* [Quoted passage]
>> Begin
Background information
- Origin: East Los Angeles, California, US
- Genres: Rock
- Years active: 1960–1970
- Labels: Chattahoochee; Whittier;

= Thee Midniters =

American rock group

Thee Midniters were an American rock group formed in East Los Angeles in 1960. They were among the first Chicano rock bands to have a major hit in the United States. They were one of the best known acts to come out of East Los Angeles in the 1960s, with a cover of "Land of a Thousand Dances" that charted in Canada in 1965, and an instrumental track "Whittier Boulevard" in 1965. Thee Midniters were among the first rock acts to openly sing about Chicano themes in songs such as "Chicano Power" and "The Ballad of César Chávez" in the late 1960s. They broke up in 1970.

The band was promoted by Dick "Huggy Boy" Hugg on local radio station KTYM in Inglewood, California and also by his fill-in Godfrey Kerr. Huggy Boy was also a popular DJ on KRLA.

==Achievements==
Thee Midniters are a 1960s band from East Los Angeles influenced by "surf music to rhythm and blues to Mexican music," embodying a Chicano identity, a "mixture of Mexican heritage but living in America." The band was one of the first to integrate horns, an unusual combination of trombone and sax, congas, keyboards and electric guitars to produce a sound similar to better known bands popular in the late 1960s such as Chicago and Blood, Sweat & Tears.
>> End
* [Written request 1] Which instruments does the text on Thee Midniters list as part of the band's combination?

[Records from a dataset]
>> Begin
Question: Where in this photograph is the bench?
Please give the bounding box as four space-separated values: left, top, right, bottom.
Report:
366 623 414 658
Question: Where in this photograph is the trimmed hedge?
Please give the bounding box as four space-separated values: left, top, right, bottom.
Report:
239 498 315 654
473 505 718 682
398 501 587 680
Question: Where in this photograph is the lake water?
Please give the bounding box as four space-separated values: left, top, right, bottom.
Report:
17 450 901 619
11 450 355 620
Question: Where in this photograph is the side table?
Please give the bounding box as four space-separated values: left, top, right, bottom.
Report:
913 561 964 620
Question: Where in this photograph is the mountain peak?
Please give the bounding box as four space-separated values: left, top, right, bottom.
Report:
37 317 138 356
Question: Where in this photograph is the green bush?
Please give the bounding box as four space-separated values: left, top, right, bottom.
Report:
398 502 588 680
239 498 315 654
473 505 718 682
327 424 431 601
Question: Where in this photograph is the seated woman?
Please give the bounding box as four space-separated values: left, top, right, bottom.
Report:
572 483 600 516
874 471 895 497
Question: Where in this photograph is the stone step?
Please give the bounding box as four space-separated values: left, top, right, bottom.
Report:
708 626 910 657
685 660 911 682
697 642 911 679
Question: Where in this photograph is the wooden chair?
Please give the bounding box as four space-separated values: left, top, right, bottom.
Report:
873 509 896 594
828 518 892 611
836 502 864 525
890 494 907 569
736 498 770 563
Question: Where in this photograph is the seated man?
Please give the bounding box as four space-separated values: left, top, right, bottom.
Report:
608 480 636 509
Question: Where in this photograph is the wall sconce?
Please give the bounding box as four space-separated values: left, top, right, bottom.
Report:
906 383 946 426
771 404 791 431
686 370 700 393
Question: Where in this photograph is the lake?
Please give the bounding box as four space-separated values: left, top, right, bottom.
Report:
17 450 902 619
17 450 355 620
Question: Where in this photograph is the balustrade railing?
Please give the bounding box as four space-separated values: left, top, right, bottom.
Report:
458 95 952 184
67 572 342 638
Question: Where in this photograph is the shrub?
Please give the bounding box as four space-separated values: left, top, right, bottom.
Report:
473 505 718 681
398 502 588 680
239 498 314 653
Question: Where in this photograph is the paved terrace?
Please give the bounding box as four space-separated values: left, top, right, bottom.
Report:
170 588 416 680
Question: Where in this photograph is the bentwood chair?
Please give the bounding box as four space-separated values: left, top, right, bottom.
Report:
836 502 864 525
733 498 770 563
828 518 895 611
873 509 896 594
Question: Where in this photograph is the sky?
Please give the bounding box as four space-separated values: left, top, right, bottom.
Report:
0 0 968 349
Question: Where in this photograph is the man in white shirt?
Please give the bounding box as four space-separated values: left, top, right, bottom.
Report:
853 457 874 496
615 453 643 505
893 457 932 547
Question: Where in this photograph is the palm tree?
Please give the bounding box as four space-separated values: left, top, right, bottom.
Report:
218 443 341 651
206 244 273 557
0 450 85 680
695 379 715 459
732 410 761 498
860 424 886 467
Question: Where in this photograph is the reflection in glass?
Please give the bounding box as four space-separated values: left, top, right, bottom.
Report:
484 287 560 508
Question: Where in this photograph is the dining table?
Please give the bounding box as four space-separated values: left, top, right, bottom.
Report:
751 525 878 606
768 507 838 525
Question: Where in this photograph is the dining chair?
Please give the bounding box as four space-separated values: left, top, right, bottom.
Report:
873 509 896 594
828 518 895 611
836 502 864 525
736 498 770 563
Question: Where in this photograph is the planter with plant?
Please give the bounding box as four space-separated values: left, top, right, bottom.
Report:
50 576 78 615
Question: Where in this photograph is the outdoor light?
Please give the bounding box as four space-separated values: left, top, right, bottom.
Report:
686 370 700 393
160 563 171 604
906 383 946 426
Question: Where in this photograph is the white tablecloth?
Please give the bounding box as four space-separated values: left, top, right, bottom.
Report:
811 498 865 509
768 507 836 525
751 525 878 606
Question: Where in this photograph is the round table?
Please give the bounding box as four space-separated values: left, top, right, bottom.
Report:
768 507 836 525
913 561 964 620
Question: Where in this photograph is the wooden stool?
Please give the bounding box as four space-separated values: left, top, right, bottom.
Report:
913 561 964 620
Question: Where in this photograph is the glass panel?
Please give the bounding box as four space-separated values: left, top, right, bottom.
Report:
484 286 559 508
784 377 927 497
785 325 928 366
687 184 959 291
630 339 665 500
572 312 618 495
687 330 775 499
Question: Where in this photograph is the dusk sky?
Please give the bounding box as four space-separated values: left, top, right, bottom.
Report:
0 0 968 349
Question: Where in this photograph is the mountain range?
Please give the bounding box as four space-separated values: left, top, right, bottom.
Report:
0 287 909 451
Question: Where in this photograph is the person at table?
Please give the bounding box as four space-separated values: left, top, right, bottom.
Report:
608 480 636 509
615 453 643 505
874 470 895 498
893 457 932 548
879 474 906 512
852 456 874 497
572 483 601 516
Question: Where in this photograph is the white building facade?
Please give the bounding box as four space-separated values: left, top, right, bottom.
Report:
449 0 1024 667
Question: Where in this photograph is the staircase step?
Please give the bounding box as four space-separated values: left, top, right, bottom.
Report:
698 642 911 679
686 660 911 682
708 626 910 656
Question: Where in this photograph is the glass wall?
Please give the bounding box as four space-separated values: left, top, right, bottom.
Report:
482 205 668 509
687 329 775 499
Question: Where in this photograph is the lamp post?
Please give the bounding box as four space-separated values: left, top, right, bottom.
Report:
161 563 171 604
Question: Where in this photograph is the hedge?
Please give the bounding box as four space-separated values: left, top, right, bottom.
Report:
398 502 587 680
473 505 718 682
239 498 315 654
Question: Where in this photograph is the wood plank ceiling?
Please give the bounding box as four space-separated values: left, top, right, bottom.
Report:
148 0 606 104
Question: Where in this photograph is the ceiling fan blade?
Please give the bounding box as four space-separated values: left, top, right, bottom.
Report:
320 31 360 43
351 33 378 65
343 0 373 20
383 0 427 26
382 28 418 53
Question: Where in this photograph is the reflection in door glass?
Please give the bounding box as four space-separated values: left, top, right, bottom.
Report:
>> End
* [Written request 2] Return the lines of the records, unchanged, from the first line through the line holding "37 317 138 356", inclusive.

* [Result 1] Trombone, sax, congas, keyboards, electric guitars

* [Result 2]
Question: Where in this photograph is the bench?
Please give the bounding box as four space-separated values: left, top, right, bottom.
Report:
366 623 414 658
Question: Where in this photograph is the trimmed hedge?
Please give the bounding box as four space-separated values: left, top, right, bottom.
Report:
239 498 315 654
473 505 718 682
398 501 587 680
Question: Where in this photograph is the lake water?
Please give the bounding box as four space-separated values: left, top, right, bottom.
Report:
17 450 901 619
11 450 355 620
Question: Where in this photograph is the side table?
Please give the bounding box as four space-separated values: left, top, right, bottom.
Report:
913 561 964 620
Question: Where in this photograph is the mountain peak?
Please give the bounding box as four space-separated values: left, top, right, bottom.
Report:
37 317 138 356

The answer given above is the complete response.